++++ Available records

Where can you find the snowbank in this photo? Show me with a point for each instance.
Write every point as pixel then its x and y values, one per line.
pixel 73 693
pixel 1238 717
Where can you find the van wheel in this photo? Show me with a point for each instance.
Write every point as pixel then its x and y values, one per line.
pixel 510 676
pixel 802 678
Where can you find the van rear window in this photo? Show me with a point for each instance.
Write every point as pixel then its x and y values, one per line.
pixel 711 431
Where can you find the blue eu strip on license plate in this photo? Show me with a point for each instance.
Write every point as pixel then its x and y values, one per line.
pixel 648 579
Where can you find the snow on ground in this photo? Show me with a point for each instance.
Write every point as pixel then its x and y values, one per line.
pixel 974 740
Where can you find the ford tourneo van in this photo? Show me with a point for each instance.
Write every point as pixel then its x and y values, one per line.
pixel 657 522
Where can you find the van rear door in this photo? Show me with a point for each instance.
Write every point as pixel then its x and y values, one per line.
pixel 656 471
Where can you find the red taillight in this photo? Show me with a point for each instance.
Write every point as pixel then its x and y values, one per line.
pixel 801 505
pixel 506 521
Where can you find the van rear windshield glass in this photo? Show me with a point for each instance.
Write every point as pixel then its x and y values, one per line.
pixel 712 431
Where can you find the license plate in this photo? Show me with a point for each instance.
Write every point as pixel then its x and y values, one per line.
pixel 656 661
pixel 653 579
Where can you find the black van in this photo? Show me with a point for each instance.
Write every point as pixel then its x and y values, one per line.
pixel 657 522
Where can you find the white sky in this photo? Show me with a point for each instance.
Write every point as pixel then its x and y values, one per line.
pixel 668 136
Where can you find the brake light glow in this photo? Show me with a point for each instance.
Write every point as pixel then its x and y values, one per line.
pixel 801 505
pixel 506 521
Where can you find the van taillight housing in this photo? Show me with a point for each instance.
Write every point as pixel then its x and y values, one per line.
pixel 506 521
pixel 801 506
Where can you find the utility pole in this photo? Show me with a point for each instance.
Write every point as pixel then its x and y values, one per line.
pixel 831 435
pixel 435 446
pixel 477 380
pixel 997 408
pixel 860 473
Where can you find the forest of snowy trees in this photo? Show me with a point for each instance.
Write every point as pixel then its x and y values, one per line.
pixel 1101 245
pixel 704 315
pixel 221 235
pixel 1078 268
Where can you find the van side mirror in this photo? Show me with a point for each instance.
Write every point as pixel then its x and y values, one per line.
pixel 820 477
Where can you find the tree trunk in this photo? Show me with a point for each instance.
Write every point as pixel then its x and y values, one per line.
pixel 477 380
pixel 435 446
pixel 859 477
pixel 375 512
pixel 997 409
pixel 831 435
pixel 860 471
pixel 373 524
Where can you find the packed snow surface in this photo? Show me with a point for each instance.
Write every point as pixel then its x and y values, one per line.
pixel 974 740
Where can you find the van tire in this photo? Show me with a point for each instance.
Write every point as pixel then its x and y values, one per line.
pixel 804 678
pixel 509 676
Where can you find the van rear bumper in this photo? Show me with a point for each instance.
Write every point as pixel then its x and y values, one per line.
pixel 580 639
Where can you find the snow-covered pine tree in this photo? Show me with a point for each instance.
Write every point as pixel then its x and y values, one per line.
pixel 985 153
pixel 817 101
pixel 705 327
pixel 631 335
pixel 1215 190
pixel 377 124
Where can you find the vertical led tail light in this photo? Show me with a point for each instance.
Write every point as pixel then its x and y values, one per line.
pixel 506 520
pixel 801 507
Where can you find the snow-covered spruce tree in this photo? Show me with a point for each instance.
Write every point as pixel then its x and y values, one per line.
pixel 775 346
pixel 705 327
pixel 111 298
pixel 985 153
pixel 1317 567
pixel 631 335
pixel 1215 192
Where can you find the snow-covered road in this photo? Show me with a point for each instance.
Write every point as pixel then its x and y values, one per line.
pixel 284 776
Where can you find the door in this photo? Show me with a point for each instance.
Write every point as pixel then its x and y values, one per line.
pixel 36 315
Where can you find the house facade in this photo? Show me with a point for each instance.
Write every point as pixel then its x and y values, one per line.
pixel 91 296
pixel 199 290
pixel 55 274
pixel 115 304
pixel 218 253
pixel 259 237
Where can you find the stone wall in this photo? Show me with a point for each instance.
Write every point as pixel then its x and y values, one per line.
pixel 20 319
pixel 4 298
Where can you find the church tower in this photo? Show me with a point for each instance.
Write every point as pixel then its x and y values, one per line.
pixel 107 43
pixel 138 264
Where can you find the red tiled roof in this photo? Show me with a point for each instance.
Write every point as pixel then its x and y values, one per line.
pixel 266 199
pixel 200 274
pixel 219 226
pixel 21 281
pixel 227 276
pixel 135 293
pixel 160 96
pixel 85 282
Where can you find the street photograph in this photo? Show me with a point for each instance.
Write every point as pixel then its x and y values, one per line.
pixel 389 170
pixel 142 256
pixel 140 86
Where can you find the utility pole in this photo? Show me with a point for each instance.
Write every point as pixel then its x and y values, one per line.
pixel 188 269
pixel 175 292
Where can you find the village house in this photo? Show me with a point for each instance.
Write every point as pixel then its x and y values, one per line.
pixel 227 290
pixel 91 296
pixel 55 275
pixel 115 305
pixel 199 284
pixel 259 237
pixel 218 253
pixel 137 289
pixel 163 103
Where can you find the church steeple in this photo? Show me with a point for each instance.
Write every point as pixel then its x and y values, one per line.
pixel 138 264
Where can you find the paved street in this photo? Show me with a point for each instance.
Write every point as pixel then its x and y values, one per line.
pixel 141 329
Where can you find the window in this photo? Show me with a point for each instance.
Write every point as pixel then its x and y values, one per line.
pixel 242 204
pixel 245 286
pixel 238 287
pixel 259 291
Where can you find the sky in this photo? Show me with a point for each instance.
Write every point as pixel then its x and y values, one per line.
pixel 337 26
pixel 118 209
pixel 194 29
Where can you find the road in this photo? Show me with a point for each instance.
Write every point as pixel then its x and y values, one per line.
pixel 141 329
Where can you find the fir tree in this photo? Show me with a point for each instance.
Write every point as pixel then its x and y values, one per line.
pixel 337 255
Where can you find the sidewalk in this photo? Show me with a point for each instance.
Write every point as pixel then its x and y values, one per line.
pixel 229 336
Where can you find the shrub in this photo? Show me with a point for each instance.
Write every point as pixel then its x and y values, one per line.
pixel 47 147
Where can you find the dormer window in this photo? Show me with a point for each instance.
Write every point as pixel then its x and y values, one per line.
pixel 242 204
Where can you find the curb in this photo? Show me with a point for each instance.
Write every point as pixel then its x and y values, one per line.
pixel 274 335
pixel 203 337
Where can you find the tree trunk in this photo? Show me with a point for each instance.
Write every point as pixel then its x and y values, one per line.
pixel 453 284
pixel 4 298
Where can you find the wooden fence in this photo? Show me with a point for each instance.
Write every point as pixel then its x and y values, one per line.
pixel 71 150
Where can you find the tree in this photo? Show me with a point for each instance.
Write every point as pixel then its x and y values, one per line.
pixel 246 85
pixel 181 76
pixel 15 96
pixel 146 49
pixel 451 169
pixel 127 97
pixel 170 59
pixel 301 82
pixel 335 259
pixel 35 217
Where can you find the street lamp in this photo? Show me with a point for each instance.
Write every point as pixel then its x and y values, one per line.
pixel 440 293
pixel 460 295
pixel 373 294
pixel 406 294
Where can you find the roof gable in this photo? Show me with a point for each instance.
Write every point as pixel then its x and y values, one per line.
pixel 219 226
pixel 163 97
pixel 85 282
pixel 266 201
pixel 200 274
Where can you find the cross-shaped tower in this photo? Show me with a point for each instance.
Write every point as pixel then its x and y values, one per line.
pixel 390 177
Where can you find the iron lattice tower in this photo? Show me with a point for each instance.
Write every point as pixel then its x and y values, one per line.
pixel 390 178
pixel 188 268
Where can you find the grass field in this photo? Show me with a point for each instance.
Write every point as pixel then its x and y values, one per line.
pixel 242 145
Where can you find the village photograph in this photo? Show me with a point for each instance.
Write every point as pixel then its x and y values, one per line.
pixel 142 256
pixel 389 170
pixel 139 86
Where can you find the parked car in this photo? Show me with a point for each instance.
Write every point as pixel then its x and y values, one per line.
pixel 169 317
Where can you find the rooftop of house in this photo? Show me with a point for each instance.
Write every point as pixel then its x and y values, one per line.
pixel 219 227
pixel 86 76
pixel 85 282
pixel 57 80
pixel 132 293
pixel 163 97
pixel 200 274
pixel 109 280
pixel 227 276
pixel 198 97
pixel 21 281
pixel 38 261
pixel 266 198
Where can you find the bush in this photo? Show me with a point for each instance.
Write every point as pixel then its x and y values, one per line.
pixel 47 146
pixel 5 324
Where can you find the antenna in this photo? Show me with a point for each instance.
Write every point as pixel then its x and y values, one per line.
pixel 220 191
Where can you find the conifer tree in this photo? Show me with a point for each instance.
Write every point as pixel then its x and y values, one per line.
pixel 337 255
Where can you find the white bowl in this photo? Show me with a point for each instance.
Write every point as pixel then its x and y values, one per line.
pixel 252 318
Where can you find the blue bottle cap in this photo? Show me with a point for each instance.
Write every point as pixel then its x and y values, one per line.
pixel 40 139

++++++++

In the entries above, find each line with the word "blue" and show it.

**Answer to this exercise**
Where can you find the blue eu strip on license plate in this photo? Show me with a point for each instance.
Where can you find the blue bottle cap in this photo? Show me with a point for each instance.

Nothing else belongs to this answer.